-- start STORED ROWS --
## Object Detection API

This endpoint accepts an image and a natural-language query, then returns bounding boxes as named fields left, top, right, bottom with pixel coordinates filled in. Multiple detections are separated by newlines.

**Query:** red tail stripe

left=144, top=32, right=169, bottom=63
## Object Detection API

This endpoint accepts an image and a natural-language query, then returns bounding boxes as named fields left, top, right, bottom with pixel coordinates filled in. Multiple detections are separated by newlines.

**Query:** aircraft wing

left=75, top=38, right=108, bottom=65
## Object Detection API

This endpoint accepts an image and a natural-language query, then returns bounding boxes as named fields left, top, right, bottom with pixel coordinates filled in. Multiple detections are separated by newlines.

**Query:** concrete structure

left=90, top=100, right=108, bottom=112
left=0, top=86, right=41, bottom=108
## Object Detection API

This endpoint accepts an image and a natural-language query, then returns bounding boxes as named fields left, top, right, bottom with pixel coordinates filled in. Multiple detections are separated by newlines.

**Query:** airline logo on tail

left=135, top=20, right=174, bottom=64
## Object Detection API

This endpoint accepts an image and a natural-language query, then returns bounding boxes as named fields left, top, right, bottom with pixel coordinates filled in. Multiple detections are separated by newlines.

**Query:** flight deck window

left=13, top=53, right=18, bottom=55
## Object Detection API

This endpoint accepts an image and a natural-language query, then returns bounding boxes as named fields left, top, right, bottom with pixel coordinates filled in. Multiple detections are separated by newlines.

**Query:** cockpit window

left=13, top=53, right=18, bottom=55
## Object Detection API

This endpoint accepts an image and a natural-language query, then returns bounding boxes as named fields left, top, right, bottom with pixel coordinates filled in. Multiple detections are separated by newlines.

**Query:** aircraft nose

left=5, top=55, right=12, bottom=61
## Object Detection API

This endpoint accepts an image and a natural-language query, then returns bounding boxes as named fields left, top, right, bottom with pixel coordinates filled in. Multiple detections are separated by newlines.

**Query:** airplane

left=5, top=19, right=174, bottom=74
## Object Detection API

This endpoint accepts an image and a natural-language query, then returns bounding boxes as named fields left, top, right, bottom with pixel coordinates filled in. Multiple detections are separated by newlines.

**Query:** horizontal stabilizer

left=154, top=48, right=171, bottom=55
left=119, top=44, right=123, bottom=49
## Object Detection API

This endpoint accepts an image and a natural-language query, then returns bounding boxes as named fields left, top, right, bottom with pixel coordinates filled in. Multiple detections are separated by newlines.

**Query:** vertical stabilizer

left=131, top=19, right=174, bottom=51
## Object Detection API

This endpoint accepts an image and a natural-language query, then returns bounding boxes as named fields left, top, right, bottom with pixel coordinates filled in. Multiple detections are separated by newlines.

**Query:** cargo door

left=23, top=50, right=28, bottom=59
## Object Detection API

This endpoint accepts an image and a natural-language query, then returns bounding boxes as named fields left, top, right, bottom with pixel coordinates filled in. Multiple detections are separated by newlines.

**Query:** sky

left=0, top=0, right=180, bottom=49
-- end STORED ROWS --
-- start STORED ROWS --
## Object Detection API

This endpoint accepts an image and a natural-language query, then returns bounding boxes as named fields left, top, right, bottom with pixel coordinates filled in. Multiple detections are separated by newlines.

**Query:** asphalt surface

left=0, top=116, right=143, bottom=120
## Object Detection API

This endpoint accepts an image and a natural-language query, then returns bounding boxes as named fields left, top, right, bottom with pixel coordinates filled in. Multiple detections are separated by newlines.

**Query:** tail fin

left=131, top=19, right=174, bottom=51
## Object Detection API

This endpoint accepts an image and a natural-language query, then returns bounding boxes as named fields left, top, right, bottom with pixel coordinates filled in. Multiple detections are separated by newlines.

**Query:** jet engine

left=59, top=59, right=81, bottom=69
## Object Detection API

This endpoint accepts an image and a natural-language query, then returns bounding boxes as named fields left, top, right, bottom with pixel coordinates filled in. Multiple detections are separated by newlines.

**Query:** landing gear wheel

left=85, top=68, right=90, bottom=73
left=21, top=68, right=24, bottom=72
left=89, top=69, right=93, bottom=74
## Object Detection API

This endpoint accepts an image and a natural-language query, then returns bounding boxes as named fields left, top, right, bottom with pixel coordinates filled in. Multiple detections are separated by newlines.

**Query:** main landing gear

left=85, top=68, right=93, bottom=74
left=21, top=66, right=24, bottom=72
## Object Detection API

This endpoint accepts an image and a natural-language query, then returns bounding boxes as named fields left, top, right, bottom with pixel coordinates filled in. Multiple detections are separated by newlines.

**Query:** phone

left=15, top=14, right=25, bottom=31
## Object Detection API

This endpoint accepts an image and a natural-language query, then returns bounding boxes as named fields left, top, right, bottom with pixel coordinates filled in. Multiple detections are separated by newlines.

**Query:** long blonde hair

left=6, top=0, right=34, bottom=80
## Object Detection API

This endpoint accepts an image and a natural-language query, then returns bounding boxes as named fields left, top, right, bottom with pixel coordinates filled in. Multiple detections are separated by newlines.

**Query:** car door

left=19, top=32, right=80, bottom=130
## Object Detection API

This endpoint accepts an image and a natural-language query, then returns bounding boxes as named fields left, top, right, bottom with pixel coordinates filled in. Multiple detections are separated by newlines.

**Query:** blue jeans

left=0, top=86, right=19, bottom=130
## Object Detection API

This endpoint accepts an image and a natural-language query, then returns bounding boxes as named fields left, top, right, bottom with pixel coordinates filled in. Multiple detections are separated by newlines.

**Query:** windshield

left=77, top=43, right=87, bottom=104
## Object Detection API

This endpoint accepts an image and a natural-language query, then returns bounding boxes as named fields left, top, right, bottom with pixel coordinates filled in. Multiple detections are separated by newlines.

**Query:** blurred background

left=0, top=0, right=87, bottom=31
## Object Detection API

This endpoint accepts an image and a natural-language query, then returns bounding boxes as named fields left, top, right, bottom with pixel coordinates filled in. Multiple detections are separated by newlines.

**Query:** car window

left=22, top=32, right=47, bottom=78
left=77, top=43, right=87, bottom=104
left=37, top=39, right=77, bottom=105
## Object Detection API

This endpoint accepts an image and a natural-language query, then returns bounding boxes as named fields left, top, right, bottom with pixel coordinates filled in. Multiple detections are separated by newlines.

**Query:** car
-- end STORED ROWS --
**THE PROBLEM**:
Select every line in the data above that contains the word "aircraft" and copy each one out.

**THE RESPONSE**:
**Query:** aircraft wing
**Query:** aircraft nose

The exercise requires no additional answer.